## 练习说明
请改写关于 hive、spark sql 执行计划的原文：从“22/03/10 10:57:34 INFO”起，到“Exchange hashpartitioning(user_id#44, 200)”为止（含该处），将其中的“max”替换为“min”后写出。

## 原文摘录
0


over 与lateral view 的hive、spark sql执行计划

建表语句

create table test_over 
(
    user_id string,
    login_date string
)  COMMENT '测试函数使用,可以删除'
row format delimited
fields terminated by '\t';

over 执行计划

spark

spark-sql> explain select
         >   user_id
         >   ,login_date
         >   ,lag(login_date,1,'0001-01-01') over(partition by user_id order by login_date) prev_date
         > from test_over;
22/03/10 10:55:50 INFO [main] CodeGenerator: Code generated in 9.641436 ms
== Physical Plan ==
Window [lag(login_date#34, 1, 0001-01-01) windowspecdefinition(user_id#33, login_date#34 ASC NULLS FIRST, specifiedwindowframe(RowFrame, -1, -1)) AS prev_date#30], [user_id#33], [login_date#34 ASC NULLS FIRST]
+- *(1) Sort [user_id#33 ASC NULLS FIRST, login_date#34 ASC NULLS FIRST], false, 0
   +- Exchange hashpartitioning(user_id#33, 200)
      +- Scan hive default.test_over [user_id#33, login_date#34], HiveTableRelation `default`.`test_over`, org.apache.hadoop.hive.serde2.lazy.LazySimpleSerDe, [user_id#33, login_date#34]
Time taken: 0.098 seconds, Fetched 1 row(s)
22/03/10 10:55:50 INFO [main] SparkSQLCLIDriver: Time taken: 0.098 seconds, Fetched 1 row(s)
spark-sql> 
         > explain 
         > select
         >   user_id
         >   ,login_date
         >   ,first_value(login_date) over(partition by user_id ) prev_date
         > from test_over;
== Physical Plan ==
Window [first(login_date#39, false) windowspecdefinition(user_id#38, specifiedwindowframe(RowFrame, unboundedpreceding$(), unboundedfollowing$())) AS prev_date#35], [user_id#38]
+- *(1) Sort [user_id#38 ASC NULLS FIRST], false, 0
   +- Exchange hashpartitioning(user_id#38, 200)
      +- Scan hive default.test_over [user_id#38, login_date#39], HiveTableRelation `default`.`test_over`, org.apache.hadoop.hive.serde2.lazy.LazySimpleSerDe, [user_id#38, login_date#39]
Time taken: 0.077 seconds, Fetched 1 row(s)
22/03/10 10:57:34 INFO [main] SparkSQLCLIDriver: Time taken: 0.077 seconds, Fetched 1 row(s)
spark-sql> 
         > 
         > explain select
         >   user_id
         >   ,login_date
         >   ,max(login_date) over(partition by user_id ) prev_date
         > from test_over;
== Physical Plan ==
Window [max(login_date#45) windowspecdefinition(user_id#44, specifiedwindowframe(RowFrame, unboundedpreceding$(), unboundedfollowing$())) AS prev_date#41], [user_id#44]
+- *(1) Sort [user_id#44 ASC NULLS FIRST], false, 0
   +- Exchange hashpartitioning(user_id#44, 200)

[点标注数据摘录]
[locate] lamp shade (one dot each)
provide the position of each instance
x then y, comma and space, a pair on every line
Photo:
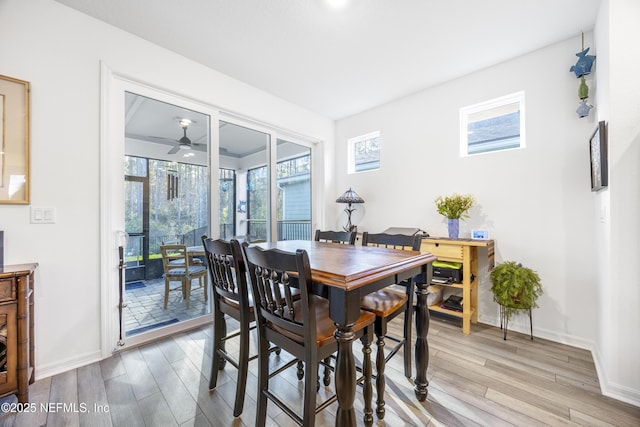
349, 196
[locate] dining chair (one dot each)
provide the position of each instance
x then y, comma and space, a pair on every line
301, 327
341, 237
231, 297
344, 237
387, 304
181, 271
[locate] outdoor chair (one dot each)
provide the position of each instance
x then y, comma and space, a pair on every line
181, 271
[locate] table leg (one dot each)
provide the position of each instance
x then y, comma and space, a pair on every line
422, 346
345, 376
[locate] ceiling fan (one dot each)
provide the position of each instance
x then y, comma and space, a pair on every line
184, 143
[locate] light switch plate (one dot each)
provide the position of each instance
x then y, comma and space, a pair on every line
43, 215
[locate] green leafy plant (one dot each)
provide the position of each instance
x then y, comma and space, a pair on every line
455, 206
515, 287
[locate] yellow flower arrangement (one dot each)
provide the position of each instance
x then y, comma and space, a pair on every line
455, 206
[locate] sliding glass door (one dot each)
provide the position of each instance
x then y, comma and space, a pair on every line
262, 169
167, 186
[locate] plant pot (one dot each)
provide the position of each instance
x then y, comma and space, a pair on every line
454, 228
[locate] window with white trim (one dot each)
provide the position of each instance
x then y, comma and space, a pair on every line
364, 152
493, 125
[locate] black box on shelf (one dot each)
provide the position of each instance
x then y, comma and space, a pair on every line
454, 302
450, 272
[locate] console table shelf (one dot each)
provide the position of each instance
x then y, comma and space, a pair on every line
17, 367
464, 251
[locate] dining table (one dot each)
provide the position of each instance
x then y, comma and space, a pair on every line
348, 272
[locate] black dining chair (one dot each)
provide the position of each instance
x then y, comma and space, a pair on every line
344, 237
231, 297
302, 328
387, 304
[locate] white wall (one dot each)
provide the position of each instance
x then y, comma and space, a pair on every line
618, 340
59, 51
536, 202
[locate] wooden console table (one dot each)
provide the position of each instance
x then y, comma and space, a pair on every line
464, 251
16, 330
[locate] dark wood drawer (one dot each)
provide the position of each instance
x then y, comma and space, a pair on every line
7, 290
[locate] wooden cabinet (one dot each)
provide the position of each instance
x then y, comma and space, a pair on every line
464, 251
16, 330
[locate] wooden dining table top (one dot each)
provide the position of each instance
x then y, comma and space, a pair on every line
351, 266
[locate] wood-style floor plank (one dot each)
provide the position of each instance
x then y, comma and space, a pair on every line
475, 380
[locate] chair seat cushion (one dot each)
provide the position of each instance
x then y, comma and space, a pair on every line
181, 271
180, 261
325, 327
384, 302
295, 294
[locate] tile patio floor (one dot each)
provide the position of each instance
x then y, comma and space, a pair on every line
144, 305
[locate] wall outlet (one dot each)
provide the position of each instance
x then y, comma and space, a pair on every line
480, 234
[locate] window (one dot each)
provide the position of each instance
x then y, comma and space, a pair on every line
493, 125
364, 152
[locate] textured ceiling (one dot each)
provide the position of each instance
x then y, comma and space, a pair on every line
339, 62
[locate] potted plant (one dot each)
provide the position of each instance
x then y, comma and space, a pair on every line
453, 208
514, 287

## 输出结果
22/03/10 10:57:34 INFO [main] SparkSQLCLIDriver: Time taken: 0.077 seconds, Fetched 1 row(s)
spark-sql> 
         > 
         > explain select
         >   user_id
         >   ,login_date
         >   ,min(login_date) over(partition by user_id ) prev_date
         > from test_over;
== Physical Plan ==
Window [min(login_date#45) windowspecdefinition(user_id#44, specifiedwindowframe(RowFrame, unboundedpreceding$(), unboundedfollowing$())) AS prev_date#41], [user_id#44]
+- *(1) Sort [user_id#44 ASC NULLS FIRST], false, 0
   +- Exchange hashpartitioning(user_id#44, 200)